Copy out every record below word for word, leaving out the pictures.

----------

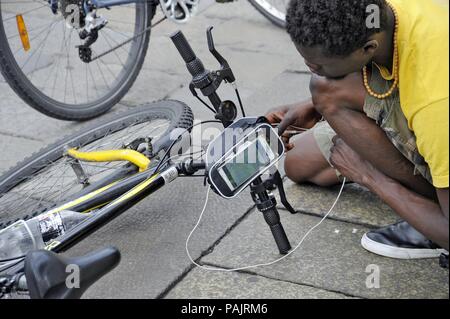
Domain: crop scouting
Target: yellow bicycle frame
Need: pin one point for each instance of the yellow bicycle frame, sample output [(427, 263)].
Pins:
[(131, 156)]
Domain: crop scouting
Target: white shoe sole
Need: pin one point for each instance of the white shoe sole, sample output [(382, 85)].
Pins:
[(397, 252)]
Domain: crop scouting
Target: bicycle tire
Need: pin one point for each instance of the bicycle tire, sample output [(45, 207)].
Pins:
[(272, 17), (31, 95), (178, 113)]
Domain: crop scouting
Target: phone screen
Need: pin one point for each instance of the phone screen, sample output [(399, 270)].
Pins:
[(247, 163)]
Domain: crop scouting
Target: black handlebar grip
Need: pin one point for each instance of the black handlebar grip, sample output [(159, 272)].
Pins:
[(183, 46), (272, 218)]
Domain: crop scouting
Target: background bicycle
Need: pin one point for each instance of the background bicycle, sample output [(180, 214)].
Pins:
[(74, 60)]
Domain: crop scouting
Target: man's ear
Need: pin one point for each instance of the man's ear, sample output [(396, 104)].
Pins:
[(370, 47)]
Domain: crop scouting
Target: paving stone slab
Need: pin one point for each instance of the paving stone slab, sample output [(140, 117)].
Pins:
[(15, 149), (331, 259), (201, 284)]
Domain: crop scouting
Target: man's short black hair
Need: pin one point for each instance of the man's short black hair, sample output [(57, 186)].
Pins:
[(337, 26)]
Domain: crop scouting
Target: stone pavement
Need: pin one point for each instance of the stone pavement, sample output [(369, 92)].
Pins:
[(151, 236)]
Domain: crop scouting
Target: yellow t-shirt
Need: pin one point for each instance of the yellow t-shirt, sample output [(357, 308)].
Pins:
[(424, 79)]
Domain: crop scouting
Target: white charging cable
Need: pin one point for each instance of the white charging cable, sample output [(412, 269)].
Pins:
[(259, 265)]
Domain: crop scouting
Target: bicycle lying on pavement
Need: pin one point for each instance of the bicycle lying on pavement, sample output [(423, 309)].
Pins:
[(76, 59), (64, 193)]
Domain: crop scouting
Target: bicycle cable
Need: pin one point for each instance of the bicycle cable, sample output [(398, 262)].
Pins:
[(258, 265)]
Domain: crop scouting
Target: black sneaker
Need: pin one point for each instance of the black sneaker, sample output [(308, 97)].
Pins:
[(400, 241)]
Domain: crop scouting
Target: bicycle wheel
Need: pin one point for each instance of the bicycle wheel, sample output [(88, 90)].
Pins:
[(274, 10), (47, 178), (49, 73)]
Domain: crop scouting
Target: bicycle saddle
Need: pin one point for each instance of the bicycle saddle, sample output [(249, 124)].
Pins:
[(51, 276)]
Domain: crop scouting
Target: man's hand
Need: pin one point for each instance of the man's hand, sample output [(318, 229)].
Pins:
[(293, 119), (350, 164)]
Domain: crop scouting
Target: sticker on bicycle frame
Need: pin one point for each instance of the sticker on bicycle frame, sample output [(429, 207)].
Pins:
[(170, 175), (22, 28), (51, 226)]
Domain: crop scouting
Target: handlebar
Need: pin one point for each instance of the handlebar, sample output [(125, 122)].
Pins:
[(193, 63)]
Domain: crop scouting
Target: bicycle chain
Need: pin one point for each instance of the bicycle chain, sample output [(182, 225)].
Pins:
[(4, 225)]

----------

▸ Task solution:
Domain: crop scouting
Target: yellow bicycle frame
Need: pin one point for each instance of the yellow bicycle frame, sample output [(427, 263)].
Pins:
[(131, 156)]
Domain: crop scouting
Target: white shoe sole
Need: pin one point for each instance of the white shoe sole, sample output [(382, 85)].
Pins:
[(397, 252)]
Domain: crop scouting
Target: bicycle tire
Need: pin one point for each instance of the bicycle tire, sample output [(45, 207)].
Pins:
[(272, 17), (31, 95), (178, 113)]
Domain: crop scouting
Target: phone screen
Need: pin one point for each instance of the phone screen, sample output [(399, 270)].
Pins:
[(247, 163)]
Domain: crop scouting
Target: black handlebar grip
Need: pin one point for each instance of the black handlebar grip, sample output [(159, 272)].
Pins:
[(183, 46), (272, 218)]
Domain: crop scouting
Target: background bicycle
Need: pin one point for each instance of the background bicycle, sample output [(180, 214)].
Pins:
[(74, 60)]
Domain: crop scouting
Target: man's ear
Need: pin one point for each instance of the man's ear, sample output [(396, 104)].
Pins:
[(370, 47)]
Domain: crop scouting
Target: paving stone slab
Need: pin one point for each instance of the paving stone slab, sample output [(140, 117)].
Pins:
[(15, 149), (331, 259), (201, 284)]
Domain: crop scouting
Target: man's short black hair
Need: pin one point for each instance of the man's short black hair, sample output [(57, 186)].
Pins:
[(337, 26)]
Domain: crop scouting
Target: stone pavement
Need: pin one point for each instance of the stone pavement, sample output [(369, 92)].
Pins:
[(151, 236)]
Domain: crop scouting
Target: yellow t-shirt
Need: pin one point for each instance of the yellow t-shirt, sample output [(357, 308)].
Pins:
[(424, 79)]
Domain: crop scouting
Target: white charging cable
Need: pin one point for each instance of the white charging cable, sample output [(412, 269)].
Pins:
[(259, 265)]
Domain: crop scouting
Target: bicycle lying on pavement
Need: pin one point for each instance of the bicycle lying on pavement, sample output [(423, 309)].
Pins:
[(76, 59), (64, 193)]
Domain: crop scouting
Target: bicycle cable
Need: pin one point for each instance of the bicycle cable, sample output [(398, 262)].
Pins:
[(258, 265)]
Domain: crop scouting
Target: black sneaker
Need: pin one point for each instance of the black sneaker, sample output [(308, 97)].
Pins:
[(400, 241)]
Domain: crop scouting
Target: bicycle wheel
Need: pin one point for each instance of the bicycle wheel, sample output [(88, 90)].
Pins:
[(274, 10), (47, 178), (49, 73)]
Domain: crop scouting
Target: bicycle saddle
Need: pin one point for each instance of the bicycle saddle, sample output [(249, 124)].
Pins:
[(51, 276)]
Domain: crop scouting
Target: man's hand
Need: pin one point for each instance of the man's hand, sample output [(318, 229)].
Pins:
[(293, 119), (350, 164)]
Domain: crop scouting
Target: sticker on bicycle frame
Need: pin one point for each instance of the sticker on bicycle frame, sample output [(429, 207)].
Pins:
[(170, 175), (22, 28), (51, 226)]
Domain: crop scouting
Target: handlebar
Need: pin one point for each instance of the handlebar, sample output [(125, 122)].
Pins:
[(193, 63)]
Domain: crop scouting
Target: bicycle chain
Need: pin one point for each instance of the bicycle chain, sample output [(182, 225)].
Pins:
[(4, 225)]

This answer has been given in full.